映画『ミッドナイトスワン』に描かれる多層的な母性 – 愛の形を再考する
2020年上演の映画『ミッドナイトスワン』。トランスジェンダーの「凪沙(なぎさ)」を草彅剛さんが熱演、第44回日本アカデミー賞を受賞したことで当時大きな話題となりました。
大きな話題となる作品には、賛否両論は必ずあり、存在する課題を「なかったこと」にして通り過ぎるよりは、いろいろな人が喧喧諤諤(けんけんがくがく)様々な議論を交わすのがよいと私は思っていますので、この作品は大変見応えがありました。
映画の分かりやすいテーマとしては、「ありのままの自身を生きようとする凪沙の苦悩」なのかも知れません。
そのあたりの感想やあらすじはたくさんの方が書いていらっしゃるので、私は別の視点から。
この物語に出てくる「母親」について書きたいと思います。
*以下、ネタバレあります。
少女・一果(いちか)には3人の母親がいると捉えることはできないでしょうか。
第一の母親。
一果を産みながら、日々の暮らしもままならず、そのやるせなさを暴力で一果にぶつける母「サオリ」。
サオリは、酔って娘にひどい言葉を浴びせ、暴力を振るっておきながら、「ごめんね、ごめんね」と言いながら、涙を流し娘の手を握りながら酔い潰れ寝ててしまう。
一果に依存する、未熟で不器用な母。
第二の母親。
はじめは、「子供なんか大嫌い」と憚りなく言っていた凪沙。

実施事項:
1. 映画『ミッドナイトスワン』の母親像を論じた読解文から、「映画『ミッドナイトスワン』に描かれる多層的な母性 – 愛の形を再考する」から「少女・一果(いちか)には3人の母親がいると捉えることはできないでしょうか。」までの部分を一字も変えずに書き写すこと。
2. 映画『ミッドナイトスワン』の母親像を論じた読解文を、最後の文の後から書き継ぐこと。

提供データ:
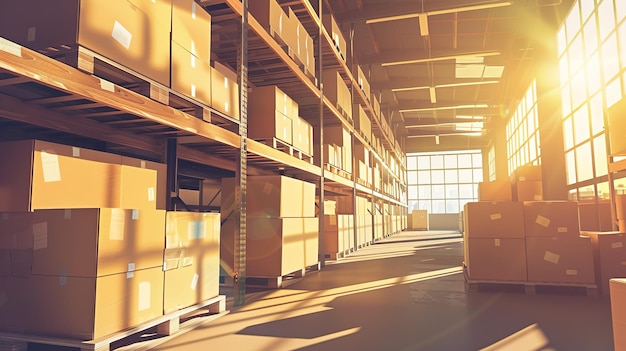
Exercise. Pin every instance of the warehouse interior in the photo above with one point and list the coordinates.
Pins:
(173, 166)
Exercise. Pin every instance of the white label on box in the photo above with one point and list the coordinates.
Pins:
(144, 296)
(106, 85)
(50, 166)
(31, 35)
(63, 277)
(542, 221)
(551, 257)
(196, 230)
(194, 281)
(121, 35)
(10, 47)
(118, 222)
(40, 235)
(495, 216)
(131, 270)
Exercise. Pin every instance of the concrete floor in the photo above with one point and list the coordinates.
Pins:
(403, 293)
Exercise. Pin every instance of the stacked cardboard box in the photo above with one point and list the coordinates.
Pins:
(282, 230)
(556, 252)
(618, 313)
(191, 259)
(609, 253)
(495, 246)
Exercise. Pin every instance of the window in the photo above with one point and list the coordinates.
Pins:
(522, 133)
(592, 59)
(445, 181)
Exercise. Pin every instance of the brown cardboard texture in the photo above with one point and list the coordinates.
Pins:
(496, 259)
(560, 260)
(551, 218)
(501, 219)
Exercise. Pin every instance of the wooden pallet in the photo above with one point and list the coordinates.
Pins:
(287, 148)
(165, 325)
(277, 282)
(531, 288)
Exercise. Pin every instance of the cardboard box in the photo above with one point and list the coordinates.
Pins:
(362, 122)
(551, 218)
(303, 136)
(499, 190)
(609, 253)
(419, 219)
(191, 75)
(336, 36)
(567, 260)
(191, 259)
(86, 242)
(501, 219)
(529, 190)
(161, 180)
(224, 93)
(90, 308)
(191, 28)
(52, 176)
(272, 197)
(496, 259)
(274, 246)
(618, 313)
(135, 34)
(272, 17)
(526, 173)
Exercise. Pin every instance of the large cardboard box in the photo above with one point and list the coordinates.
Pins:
(50, 176)
(88, 308)
(618, 313)
(494, 219)
(134, 33)
(85, 242)
(191, 28)
(528, 190)
(191, 76)
(499, 190)
(496, 259)
(272, 197)
(191, 259)
(224, 93)
(336, 36)
(272, 17)
(609, 253)
(567, 260)
(274, 246)
(551, 218)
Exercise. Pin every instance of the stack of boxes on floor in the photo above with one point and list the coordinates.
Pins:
(525, 240)
(83, 243)
(282, 230)
(166, 41)
(273, 114)
(287, 29)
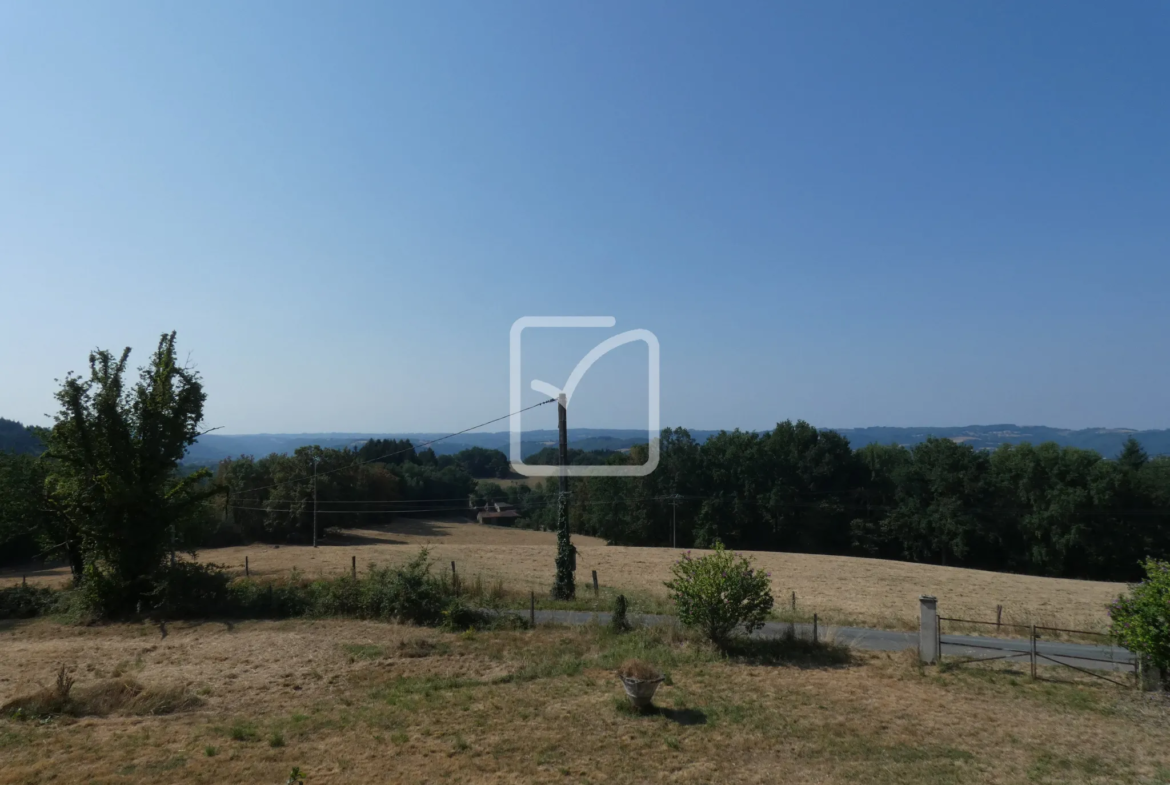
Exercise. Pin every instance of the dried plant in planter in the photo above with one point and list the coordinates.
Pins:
(639, 670)
(640, 680)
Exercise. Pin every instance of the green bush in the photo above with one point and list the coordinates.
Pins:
(26, 601)
(408, 593)
(249, 599)
(718, 593)
(1141, 619)
(187, 590)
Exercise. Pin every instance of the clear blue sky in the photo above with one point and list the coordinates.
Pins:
(864, 213)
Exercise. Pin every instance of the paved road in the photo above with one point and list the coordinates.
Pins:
(1081, 655)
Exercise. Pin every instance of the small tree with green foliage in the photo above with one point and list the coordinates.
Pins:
(720, 592)
(1141, 619)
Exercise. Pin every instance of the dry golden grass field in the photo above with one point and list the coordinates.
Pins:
(369, 702)
(842, 590)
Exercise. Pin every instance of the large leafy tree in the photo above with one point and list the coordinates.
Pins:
(114, 479)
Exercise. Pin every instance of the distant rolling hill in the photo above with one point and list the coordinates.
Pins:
(1107, 441)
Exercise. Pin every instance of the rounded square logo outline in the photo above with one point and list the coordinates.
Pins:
(515, 397)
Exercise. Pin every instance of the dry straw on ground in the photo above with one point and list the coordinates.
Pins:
(363, 702)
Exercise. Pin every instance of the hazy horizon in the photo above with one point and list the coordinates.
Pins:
(855, 217)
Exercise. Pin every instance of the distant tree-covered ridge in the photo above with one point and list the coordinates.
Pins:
(1108, 441)
(1039, 509)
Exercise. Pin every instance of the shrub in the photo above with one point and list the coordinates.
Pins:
(408, 593)
(718, 593)
(1141, 619)
(187, 590)
(26, 601)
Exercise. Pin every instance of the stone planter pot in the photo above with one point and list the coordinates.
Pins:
(640, 691)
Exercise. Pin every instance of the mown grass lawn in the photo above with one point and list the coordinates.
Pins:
(366, 702)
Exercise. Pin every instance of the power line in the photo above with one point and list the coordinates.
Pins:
(407, 449)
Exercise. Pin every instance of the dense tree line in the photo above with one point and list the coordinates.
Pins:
(104, 490)
(19, 439)
(1037, 509)
(270, 498)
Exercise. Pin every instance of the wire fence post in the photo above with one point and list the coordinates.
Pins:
(929, 628)
(1033, 652)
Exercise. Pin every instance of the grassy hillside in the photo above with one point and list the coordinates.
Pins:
(841, 590)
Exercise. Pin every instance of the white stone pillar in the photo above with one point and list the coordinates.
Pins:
(1149, 677)
(928, 629)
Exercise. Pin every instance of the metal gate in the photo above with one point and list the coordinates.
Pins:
(1033, 653)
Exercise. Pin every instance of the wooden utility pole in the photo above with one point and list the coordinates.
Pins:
(315, 497)
(674, 521)
(564, 589)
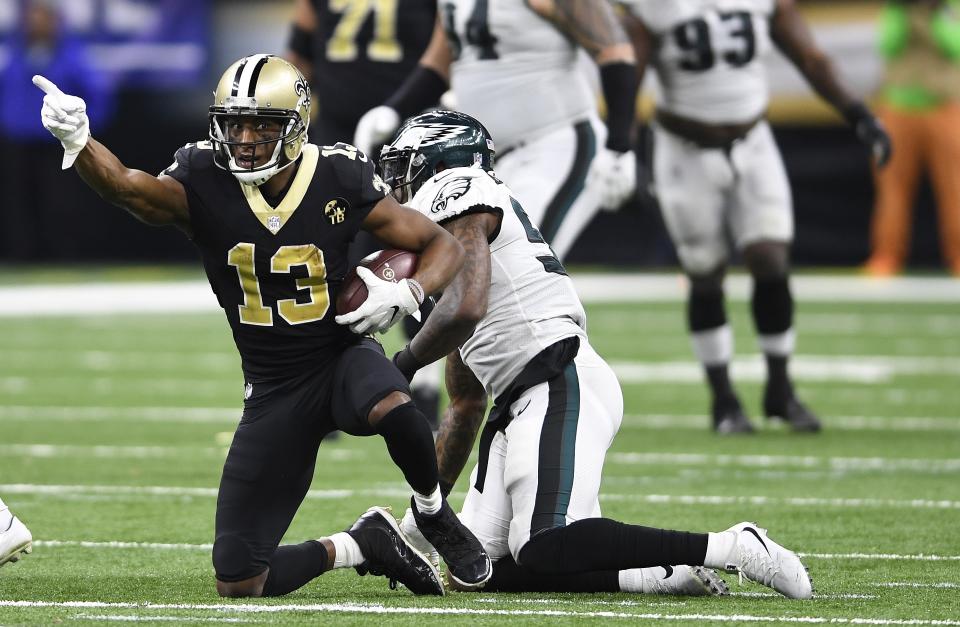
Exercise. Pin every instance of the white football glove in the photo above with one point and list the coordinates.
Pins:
(387, 303)
(65, 116)
(376, 127)
(614, 176)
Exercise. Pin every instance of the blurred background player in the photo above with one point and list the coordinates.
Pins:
(920, 106)
(356, 53)
(256, 200)
(15, 538)
(514, 65)
(718, 173)
(514, 329)
(36, 196)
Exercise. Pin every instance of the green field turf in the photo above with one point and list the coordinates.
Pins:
(113, 431)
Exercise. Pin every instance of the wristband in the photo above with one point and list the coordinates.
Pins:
(620, 86)
(421, 90)
(417, 290)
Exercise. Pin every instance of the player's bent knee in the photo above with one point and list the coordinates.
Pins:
(386, 405)
(237, 572)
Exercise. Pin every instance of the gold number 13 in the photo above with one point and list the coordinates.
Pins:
(253, 311)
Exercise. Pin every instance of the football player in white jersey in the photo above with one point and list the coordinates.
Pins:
(514, 64)
(718, 171)
(515, 330)
(15, 538)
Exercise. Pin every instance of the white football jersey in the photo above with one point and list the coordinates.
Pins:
(532, 302)
(513, 69)
(709, 56)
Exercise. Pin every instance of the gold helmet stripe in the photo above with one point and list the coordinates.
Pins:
(236, 77)
(255, 76)
(245, 81)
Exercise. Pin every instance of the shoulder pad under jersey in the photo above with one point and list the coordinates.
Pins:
(457, 191)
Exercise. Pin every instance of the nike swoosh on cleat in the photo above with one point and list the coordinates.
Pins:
(757, 535)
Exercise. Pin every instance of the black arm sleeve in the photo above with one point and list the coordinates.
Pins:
(620, 86)
(421, 90)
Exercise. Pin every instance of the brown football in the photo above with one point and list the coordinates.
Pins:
(390, 265)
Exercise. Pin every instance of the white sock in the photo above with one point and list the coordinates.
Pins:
(631, 580)
(719, 546)
(347, 550)
(713, 347)
(429, 504)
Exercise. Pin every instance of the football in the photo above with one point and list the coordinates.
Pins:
(389, 265)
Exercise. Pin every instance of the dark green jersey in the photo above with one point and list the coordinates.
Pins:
(276, 270)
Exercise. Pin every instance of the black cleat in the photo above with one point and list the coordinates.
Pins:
(467, 563)
(387, 552)
(793, 412)
(728, 418)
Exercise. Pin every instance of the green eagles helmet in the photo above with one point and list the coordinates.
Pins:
(430, 142)
(271, 96)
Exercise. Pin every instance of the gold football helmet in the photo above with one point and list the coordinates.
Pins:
(259, 117)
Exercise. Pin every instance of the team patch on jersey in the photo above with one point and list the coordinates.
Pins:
(451, 191)
(336, 210)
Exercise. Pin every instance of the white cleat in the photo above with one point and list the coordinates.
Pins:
(14, 541)
(695, 581)
(408, 525)
(764, 561)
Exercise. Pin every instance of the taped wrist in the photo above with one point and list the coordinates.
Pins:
(301, 42)
(620, 85)
(420, 91)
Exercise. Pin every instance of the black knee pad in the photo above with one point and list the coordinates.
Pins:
(706, 310)
(233, 560)
(772, 305)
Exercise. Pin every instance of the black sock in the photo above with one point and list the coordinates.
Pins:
(509, 577)
(719, 379)
(603, 544)
(293, 565)
(410, 443)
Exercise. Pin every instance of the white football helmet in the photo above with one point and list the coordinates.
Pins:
(268, 95)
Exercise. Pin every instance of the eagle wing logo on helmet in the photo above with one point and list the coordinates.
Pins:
(451, 191)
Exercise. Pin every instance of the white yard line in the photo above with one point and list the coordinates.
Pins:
(378, 609)
(196, 297)
(119, 492)
(786, 461)
(177, 546)
(700, 422)
(231, 415)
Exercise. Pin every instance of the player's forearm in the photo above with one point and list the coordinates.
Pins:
(820, 73)
(119, 185)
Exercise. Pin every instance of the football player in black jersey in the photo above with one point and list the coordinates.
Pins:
(357, 53)
(272, 216)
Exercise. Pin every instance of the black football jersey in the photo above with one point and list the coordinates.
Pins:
(276, 270)
(364, 51)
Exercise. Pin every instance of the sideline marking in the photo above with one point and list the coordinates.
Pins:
(363, 608)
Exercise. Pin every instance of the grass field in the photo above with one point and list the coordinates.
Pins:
(113, 429)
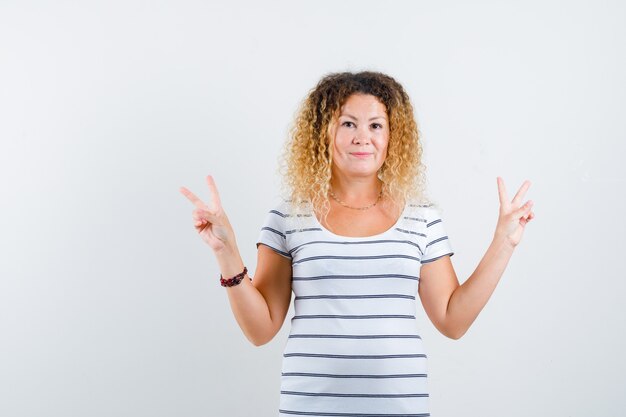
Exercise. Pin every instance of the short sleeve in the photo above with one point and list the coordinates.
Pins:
(273, 232)
(437, 241)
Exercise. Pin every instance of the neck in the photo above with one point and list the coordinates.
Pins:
(359, 191)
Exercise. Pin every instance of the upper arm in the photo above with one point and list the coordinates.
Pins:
(273, 280)
(273, 272)
(438, 281)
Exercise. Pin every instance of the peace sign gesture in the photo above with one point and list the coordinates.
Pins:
(210, 220)
(513, 215)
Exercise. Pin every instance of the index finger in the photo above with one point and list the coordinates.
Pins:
(215, 197)
(504, 200)
(520, 193)
(193, 198)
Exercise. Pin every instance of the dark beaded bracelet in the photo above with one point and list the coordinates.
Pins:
(230, 282)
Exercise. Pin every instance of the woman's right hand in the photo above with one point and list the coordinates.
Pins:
(210, 220)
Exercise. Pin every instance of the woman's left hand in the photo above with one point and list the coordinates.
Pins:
(513, 215)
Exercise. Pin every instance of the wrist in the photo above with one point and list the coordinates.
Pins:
(502, 242)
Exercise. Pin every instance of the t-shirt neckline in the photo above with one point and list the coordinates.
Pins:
(393, 227)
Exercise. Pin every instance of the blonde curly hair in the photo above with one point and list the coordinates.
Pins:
(305, 164)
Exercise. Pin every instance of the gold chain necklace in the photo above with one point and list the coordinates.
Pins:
(355, 208)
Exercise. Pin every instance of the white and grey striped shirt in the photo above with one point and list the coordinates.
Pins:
(353, 347)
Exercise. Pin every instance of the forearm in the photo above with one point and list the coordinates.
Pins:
(468, 299)
(246, 302)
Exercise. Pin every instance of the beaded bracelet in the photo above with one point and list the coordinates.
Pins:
(230, 282)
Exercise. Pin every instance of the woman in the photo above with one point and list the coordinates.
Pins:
(355, 241)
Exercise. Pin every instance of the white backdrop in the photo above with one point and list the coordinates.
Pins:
(109, 301)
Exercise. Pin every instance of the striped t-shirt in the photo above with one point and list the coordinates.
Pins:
(353, 348)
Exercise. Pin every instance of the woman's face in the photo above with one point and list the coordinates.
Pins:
(361, 136)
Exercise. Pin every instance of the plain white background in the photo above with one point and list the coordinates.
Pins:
(109, 301)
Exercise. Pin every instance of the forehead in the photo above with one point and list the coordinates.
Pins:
(363, 104)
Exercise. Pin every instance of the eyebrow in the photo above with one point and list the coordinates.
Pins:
(354, 118)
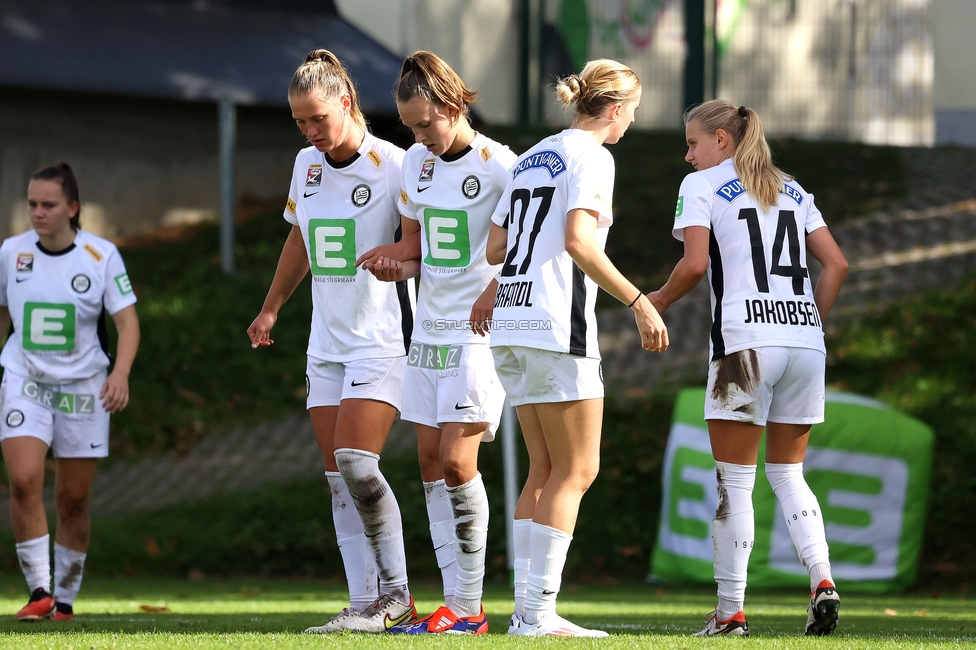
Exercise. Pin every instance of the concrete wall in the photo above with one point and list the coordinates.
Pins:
(141, 164)
(478, 38)
(953, 22)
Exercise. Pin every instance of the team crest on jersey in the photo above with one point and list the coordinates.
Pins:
(361, 195)
(471, 186)
(25, 262)
(80, 283)
(427, 171)
(314, 176)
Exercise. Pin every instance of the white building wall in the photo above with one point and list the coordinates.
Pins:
(478, 38)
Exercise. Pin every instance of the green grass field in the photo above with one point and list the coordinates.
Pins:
(242, 613)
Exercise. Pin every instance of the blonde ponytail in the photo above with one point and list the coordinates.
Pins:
(322, 73)
(753, 158)
(601, 83)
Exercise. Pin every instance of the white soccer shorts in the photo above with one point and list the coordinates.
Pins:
(532, 376)
(775, 384)
(329, 382)
(452, 383)
(69, 418)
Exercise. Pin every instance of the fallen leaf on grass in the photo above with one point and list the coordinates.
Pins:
(156, 609)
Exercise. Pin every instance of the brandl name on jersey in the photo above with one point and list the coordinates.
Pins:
(549, 160)
(514, 294)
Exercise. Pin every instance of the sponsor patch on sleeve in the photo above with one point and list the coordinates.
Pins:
(94, 253)
(122, 282)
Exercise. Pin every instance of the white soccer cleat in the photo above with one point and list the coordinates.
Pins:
(336, 624)
(551, 625)
(735, 626)
(824, 610)
(385, 612)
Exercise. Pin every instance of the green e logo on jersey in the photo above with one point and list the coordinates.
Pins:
(332, 244)
(49, 327)
(448, 243)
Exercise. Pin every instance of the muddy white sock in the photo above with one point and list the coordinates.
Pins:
(733, 534)
(357, 559)
(69, 566)
(803, 517)
(469, 503)
(442, 534)
(380, 515)
(549, 547)
(521, 535)
(34, 556)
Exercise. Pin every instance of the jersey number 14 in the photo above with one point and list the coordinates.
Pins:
(786, 233)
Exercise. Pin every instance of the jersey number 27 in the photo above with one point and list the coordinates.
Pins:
(521, 197)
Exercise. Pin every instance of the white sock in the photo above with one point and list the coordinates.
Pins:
(442, 534)
(69, 566)
(547, 556)
(469, 503)
(521, 536)
(34, 556)
(357, 560)
(733, 535)
(803, 518)
(380, 514)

実施結果:
1.
映画『ミッドナイトスワン』に描かれる多層的な母性 – 愛の形を再考する
2020年上演の映画『ミッドナイトスワン』。トランスジェンダーの「凪沙(なぎさ)」を草彅剛さんが熱演、第44回日本アカデミー賞を受賞したことで当時大きな話題となりました。
大きな話題となる作品には、賛否両論は必ずあり、存在する課題を「なかったこと」にして通り過ぎるよりは、いろいろな人が喧喧諤諤(けんけんがくがく)様々な議論を交わすのがよいと私は思っていますので、この作品は大変見応えがありました。
映画の分かりやすいテーマとしては、「ありのままの自身を生きようとする凪沙の苦悩」なのかも知れません。
そのあたりの感想やあらすじはたくさんの方が書いていらっしゃるので、私は別の視点から。
この物語に出てくる「母親」について書きたいと思います。
*以下、ネタバレあります。
少女・一果(いちか)には3人の母親がいると捉えることはできないでしょうか。

2.
日々暮らすうちに、一果の苦悩を理解し、母性を育んでいく。一果にとって生きる動機の全てといってもよいバレエに打ち込めるよう、栄養を考えた食事を作るようになり、金銭的にも支えるため、男性の姿に戻って不慣れな力仕事も。身体的に母親になることができないけれど、「この子に何でもしてやりたい」「苦しめるもの全てから守ってやりたい」と心に母性が溢れる、凪沙も一果の母なのです。
第三の母親は、真飛 聖演じるバレエ教師・実花。一果にバレエの才能を見出し、レッスン料免除を提案するほど、一果を育てたいと願い、熱心に指導、一果が広島の故郷に戻ってからも、レッスンをするため東京から通う描写も。教育的な愛で一果を育てる、実花。教師の範囲を超えていると考え、実花も「母」と捉えてみました。
翻って現実をみると、割合は様々でしょうが、この三者の要素が混ざってみんな子育てしているんじゃないかしら。
私は、そうだったと思う。
どうしようもない現実、思い通りにならない育児に苛立ち、子供に当たるも、子供の寝顔を見ながら「ごめんね」と涙ながらに謝ったこともあった。
また、世の中には、子供はいないけれど、母性に溢れている人は男女問わず、たくさんいる。
我が子の才能を見出し、この子の輝きを開花させたいと自身の全力を尽くし捧げる教育熱心な母親。
私は、一時期息子と音信不通になったことがありました。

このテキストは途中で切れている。